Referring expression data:
::::

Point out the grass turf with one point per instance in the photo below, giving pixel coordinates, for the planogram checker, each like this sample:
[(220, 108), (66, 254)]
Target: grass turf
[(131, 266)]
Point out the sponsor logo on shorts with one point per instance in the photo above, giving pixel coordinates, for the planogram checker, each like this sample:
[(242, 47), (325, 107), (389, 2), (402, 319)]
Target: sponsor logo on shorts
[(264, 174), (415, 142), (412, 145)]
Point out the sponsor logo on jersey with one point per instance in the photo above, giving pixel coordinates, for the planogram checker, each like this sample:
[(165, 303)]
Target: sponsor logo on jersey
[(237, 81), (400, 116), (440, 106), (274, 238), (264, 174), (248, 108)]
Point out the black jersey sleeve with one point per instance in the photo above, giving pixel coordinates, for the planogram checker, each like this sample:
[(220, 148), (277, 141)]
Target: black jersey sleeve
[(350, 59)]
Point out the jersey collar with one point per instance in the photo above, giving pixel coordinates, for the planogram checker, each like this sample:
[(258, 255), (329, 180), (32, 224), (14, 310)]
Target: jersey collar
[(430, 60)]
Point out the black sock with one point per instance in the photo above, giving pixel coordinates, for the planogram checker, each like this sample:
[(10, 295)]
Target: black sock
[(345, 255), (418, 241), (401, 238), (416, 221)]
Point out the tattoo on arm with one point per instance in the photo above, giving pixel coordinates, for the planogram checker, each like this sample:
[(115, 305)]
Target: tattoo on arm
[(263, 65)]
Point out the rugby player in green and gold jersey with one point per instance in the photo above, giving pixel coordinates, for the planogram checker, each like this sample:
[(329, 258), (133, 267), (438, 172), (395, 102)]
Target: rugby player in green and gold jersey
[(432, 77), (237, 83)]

::::

Problem requirements:
Copy out each entry once more, character for character.

Result of the task:
Point out the grass turf with one point per instance in the photo below, giving pixel coordinates, for the planogram checker, each like this sample:
[(220, 108), (66, 254)]
Target: grass turf
[(131, 266)]
Point out the sponsor logo on shorts with one point per instance in the photo above, giving pixel coordinates, for the planogram checker, each like this sample:
[(242, 47), (325, 107), (389, 2), (402, 319)]
Target: sponsor logo on shorts
[(264, 174), (415, 142), (412, 145)]
Point out the sponsor logo on jersey with one point per instance in the photo above, giving pixel coordinates, for the planogram checker, each like this sample:
[(165, 303)]
Target: sponsor logo on jersey
[(237, 81), (400, 116), (440, 106), (274, 238), (264, 174), (248, 108)]
Point out the black jersey sleeve with one point per instance in the photo above, giving pixel coordinates, for the planogram checker, each like this sample:
[(220, 148), (277, 141)]
Target: black jersey sleeve
[(350, 59)]
Point out the jersey collar with one point per instance in the photo above, giving pixel coordinates, for the planogram checker, each like this sample:
[(258, 255), (329, 180), (32, 224), (14, 310)]
Target: jersey collar
[(430, 60)]
Point out the black sock with one point per instance in the photo above, giving pixel coordinates, for the planogram checker, each like this sample:
[(10, 295)]
Target: black sock
[(345, 255), (418, 241), (401, 238), (416, 221)]
Point out the tattoo on arm with one point per instance in the photo above, giving pixel coordinates, for the planogram checker, each like this sample:
[(115, 305)]
Target: tattoo on arm
[(263, 65)]
Point out the rugby player in green and gold jersey with one point per instance in the photo above, giving pixel coordinates, for the planogram checker, each like this sample:
[(329, 258), (133, 267), (438, 172), (395, 102)]
Target: rugby player in green and gold jersey
[(432, 77), (237, 83)]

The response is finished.